> REQUIRED ACTION
Copy out the article about "A Complete Unknown", everything from "The 60-year-old filmmaker" down to "talking to him.", and swap "podcast" for "radio show".

> EXERCISE TEXT
● ● ●

'A really bad idea': Oscar Isaac thought Timothee Chalamet playing Bob Dylan in A Complete Unknown would be a disaster
Published in Entertainment News
Oscar Isaac thought Timothee Chalamet portraying Bob Dylan in 'A Complete Unknown' was a "bad idea" at first.
The 45-year-old actor revealed that he was sceptical when his 'Dune' co-star Timothee informed him of the project but was blown away when the 'Wonka' actor performed a rendition of Dylan's 1963 song 'Girl From the North Country'.
Oscar said at the Gotham Awards on Monday (02.12.24): "My first thought was... sounds like a really bad idea. I mean it's Dylan. It's the holy of holies for me. It just didn't sound right.
"Then, Timmy takes out his guitar. Not a good sign."
Oscar revealed that he and fellow actors Josh Brolin and Stephen McKinley-Henderson were left stunned when Chalamet started performing.
The 'Robin Hood' actor said: "Josh, Stephen and I aren't your average Timmy groupies. We're grizzled movie vets; we've seen some s***.
"But to hear this kid, who had just started learning the guitar, who hadn't done much singing, and who wasn't all that familiar with Dylan's music, approach these songs not as if he was learning something new but remembering something he'd already known, just rediscovering... The three of us just sat there watching this young man connect with something mysterious."
Edward Norton features in 'A Complete Unknown' - which is released in cinemas later this month - as folk singer Pete Seeger and revealed how Chalamet was "relentless" in immersing himself as the music icon.
Norton told Rolling Stone magazine: "He was relentless. No visitors, no friends, no reps, no nothing. [Chalamet said] 'Nobody comes around us while we're doing this.'
"We're trying to do the best we can with something that's so totemic and sacrosanct to many people. And I agreed totally -- it was like, 'We cannot have a f****** audience for this.'
"We've got to believe to the greatest degree we can. And he was right to be that protective."
Dylan is supportive of the flick and director James Mangold has revealed that the 'Like a Rolling Stone' hitmaker gave him notes on the script over the course of many face-to-face meetings.
The 60-year-old filmmaker told the Happy Sad Confused podcast: "I've spent several, wonderfully charming, days in his company, just one-on-one, talking to him.
"I have a script that's personally annotated by him and treasured by me. He loves movies. The first time I sat down with Bob, one of the first things he said to me was, 'I love 'Cop Land'.'"
The movie tells the story of how Dylan shakes up the folk music world by plugging in his electric guitar at the Newport Folk Festival in 1965 and Mangold explained that it is "not really" a biopic.
The 'Indiana Jones and the Dial of Destiny' director said: "By the way, it's not really a Bob Dylan biopic.
"The reason Bob has been so supportive of us making it, is it's about, as in all cases I think the best true-life movies are never cradle to grave but they're about a very specific moment.
"In this case, it might sound Altman-esque, but it's a kind of ensemble piece about this moment in time, the early 60s in New York, and this 17-year-old kid with $16 in his pocket hitchhikes his way to New York to meet Woody Guthrie who is in the hospital and is dying of a nerve disease."

● ● ●

> DATA SHOWN
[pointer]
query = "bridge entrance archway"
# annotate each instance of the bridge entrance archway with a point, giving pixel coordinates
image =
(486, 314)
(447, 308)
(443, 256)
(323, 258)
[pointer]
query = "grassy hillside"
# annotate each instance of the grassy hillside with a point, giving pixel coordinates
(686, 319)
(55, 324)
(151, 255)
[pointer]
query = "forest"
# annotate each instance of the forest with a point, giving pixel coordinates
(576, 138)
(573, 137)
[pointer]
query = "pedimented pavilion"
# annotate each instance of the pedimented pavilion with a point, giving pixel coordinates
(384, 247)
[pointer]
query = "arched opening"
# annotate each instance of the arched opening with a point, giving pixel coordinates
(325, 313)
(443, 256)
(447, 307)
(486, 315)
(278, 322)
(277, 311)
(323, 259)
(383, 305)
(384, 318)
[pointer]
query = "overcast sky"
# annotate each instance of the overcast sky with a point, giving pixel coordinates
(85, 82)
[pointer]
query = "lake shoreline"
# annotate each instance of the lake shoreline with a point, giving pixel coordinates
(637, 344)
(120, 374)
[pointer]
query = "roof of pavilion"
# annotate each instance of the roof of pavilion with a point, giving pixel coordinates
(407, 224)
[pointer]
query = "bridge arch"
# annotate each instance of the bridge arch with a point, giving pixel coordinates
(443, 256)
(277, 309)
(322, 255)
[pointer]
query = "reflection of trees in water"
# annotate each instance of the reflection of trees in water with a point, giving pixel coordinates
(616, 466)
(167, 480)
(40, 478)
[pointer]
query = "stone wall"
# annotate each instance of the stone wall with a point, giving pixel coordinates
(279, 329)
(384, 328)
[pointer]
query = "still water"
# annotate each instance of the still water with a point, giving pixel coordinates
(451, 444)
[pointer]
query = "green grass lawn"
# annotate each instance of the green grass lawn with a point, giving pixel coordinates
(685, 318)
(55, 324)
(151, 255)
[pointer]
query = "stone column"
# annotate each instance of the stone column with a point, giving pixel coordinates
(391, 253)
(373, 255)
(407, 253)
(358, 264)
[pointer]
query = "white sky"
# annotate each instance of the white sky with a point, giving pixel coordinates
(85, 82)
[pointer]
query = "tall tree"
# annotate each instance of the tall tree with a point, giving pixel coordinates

● ● ●

> TASK SOLUTION
The 60-year-old filmmaker told the Happy Sad Confused radio show: "I've spent several, wonderfully charming, days in his company, just one-on-one, talking to him.